What is expected —
For each line below that contains the word "item", make a copy.

Input for this task —
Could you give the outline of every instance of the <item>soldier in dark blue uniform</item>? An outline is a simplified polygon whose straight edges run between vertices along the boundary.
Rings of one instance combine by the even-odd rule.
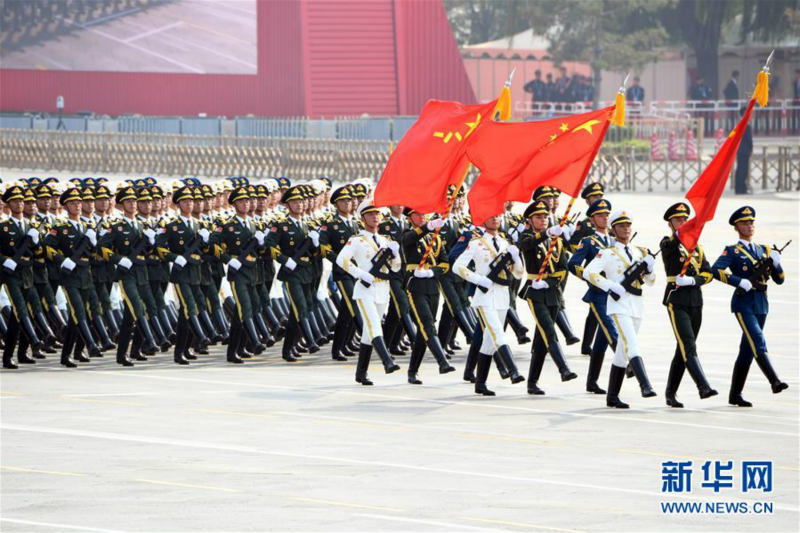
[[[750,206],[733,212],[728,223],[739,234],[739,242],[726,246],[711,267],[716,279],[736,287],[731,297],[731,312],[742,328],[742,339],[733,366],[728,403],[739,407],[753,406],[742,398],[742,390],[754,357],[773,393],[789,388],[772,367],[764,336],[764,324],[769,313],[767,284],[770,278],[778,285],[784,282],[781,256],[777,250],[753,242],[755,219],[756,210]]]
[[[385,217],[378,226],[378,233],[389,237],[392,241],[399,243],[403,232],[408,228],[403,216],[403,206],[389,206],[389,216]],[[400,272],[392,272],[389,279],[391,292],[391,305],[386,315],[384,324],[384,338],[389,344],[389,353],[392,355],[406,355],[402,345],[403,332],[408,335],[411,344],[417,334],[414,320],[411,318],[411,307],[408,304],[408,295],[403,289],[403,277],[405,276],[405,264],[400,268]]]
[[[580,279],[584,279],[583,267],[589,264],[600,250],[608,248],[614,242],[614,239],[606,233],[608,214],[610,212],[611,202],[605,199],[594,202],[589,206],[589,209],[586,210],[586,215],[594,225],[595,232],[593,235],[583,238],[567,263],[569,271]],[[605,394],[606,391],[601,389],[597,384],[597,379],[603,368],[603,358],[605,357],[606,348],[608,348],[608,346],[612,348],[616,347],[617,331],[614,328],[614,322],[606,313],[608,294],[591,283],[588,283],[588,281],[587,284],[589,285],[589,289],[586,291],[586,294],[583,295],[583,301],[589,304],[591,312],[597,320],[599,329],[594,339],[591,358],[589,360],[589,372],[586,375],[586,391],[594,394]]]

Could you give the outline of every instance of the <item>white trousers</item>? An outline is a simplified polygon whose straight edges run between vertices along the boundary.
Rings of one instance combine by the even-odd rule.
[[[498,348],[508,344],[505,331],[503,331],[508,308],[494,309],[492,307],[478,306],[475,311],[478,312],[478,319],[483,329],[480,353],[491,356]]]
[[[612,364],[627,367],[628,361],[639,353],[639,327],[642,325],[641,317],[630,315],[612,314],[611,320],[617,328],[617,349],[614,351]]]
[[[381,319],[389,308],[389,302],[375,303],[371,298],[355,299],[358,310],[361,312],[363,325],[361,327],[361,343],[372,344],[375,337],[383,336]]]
---
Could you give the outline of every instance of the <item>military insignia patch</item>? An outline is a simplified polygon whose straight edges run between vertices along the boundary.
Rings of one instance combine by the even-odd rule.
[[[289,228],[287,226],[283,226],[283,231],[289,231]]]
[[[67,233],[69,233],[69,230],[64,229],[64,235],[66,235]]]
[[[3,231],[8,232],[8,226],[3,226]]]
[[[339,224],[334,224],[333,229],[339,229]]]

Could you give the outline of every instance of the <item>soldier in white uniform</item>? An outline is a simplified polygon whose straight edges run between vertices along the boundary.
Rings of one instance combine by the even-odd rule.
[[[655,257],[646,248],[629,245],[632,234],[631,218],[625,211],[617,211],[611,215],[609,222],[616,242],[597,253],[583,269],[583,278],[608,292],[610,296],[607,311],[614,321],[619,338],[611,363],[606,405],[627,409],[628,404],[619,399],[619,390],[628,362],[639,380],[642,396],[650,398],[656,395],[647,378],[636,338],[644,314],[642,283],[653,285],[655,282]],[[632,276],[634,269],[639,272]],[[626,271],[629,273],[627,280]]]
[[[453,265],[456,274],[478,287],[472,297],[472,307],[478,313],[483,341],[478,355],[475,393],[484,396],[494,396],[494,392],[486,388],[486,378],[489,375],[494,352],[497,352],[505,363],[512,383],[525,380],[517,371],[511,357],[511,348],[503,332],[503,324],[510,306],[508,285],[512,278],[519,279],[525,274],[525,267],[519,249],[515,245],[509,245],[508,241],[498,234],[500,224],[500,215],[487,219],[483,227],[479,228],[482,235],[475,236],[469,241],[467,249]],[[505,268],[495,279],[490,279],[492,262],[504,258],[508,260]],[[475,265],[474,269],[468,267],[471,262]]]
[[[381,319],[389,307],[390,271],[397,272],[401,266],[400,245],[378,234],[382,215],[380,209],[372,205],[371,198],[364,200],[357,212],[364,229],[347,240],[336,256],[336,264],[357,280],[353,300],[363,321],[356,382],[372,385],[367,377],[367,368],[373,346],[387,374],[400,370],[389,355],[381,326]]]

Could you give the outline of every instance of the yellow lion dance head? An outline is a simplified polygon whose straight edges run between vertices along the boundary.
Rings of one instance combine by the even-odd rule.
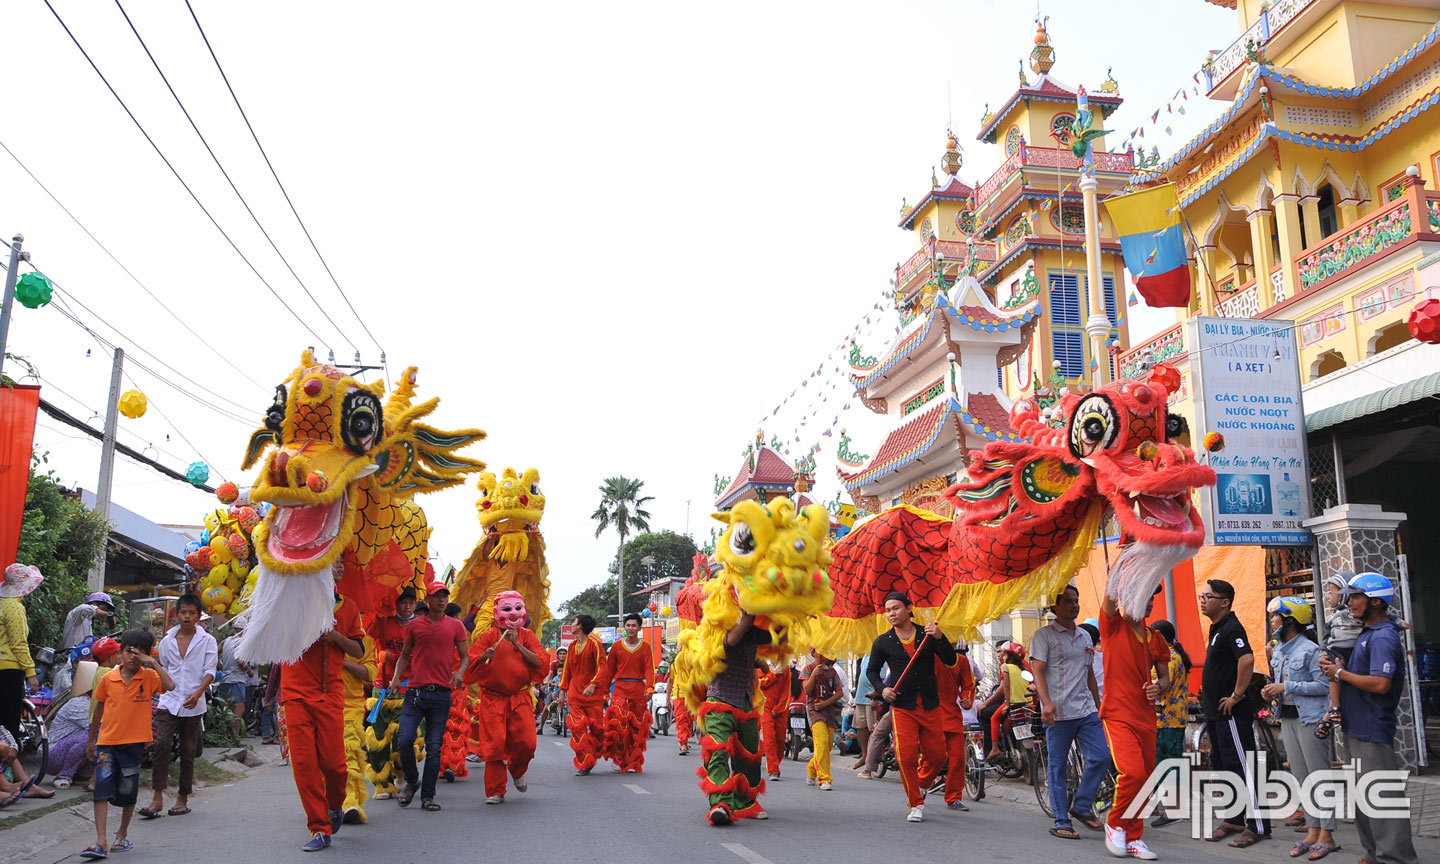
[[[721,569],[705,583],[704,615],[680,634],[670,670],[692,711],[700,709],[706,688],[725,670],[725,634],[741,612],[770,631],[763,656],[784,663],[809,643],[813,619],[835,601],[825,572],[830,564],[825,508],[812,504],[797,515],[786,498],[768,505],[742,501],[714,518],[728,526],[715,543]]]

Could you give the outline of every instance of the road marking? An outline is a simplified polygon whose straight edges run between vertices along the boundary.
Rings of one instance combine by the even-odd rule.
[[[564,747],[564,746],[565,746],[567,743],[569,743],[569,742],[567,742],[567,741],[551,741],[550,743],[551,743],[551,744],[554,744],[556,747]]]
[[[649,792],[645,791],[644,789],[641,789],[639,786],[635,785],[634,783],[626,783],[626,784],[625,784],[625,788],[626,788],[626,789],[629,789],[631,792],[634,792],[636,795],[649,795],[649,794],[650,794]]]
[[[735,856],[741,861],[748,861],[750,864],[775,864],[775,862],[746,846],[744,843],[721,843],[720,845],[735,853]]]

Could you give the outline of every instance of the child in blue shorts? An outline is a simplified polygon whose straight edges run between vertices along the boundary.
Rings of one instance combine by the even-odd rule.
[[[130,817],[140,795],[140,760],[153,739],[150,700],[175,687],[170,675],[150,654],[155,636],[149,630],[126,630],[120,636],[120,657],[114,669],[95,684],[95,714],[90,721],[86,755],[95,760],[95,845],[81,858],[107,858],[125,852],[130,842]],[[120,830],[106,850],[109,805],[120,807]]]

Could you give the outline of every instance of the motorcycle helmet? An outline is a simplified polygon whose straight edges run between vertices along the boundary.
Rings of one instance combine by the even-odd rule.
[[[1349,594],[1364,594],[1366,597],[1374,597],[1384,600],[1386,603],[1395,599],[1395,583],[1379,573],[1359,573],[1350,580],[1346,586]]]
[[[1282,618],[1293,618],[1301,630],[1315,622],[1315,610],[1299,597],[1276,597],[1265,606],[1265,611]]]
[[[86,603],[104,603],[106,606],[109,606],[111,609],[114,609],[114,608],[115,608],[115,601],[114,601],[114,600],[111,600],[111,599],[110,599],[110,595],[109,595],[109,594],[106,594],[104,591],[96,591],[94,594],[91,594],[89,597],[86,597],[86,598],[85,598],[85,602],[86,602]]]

Answer for this exercise —
Could you give the outline of every instance of the <item>soldier in dark blue uniform</item>? An outline is a simplified polygon whose straight edges run between vertices along the boundary.
Could you give the outline of every instance of the <item>white trousers</item>? An outline is a simplified polygon whose straight edges run between vertices along the boundary.
Could you give the outline of every instance of the <item>military insignia patch</item>? An outline is a simplified polygon whose straight edges run between vertices along the boundary.
Could you give the outline of every instance of the <item>soldier in white uniform</item>? An outline is a simplified polygon whose straight edges run between vertices along the boundary.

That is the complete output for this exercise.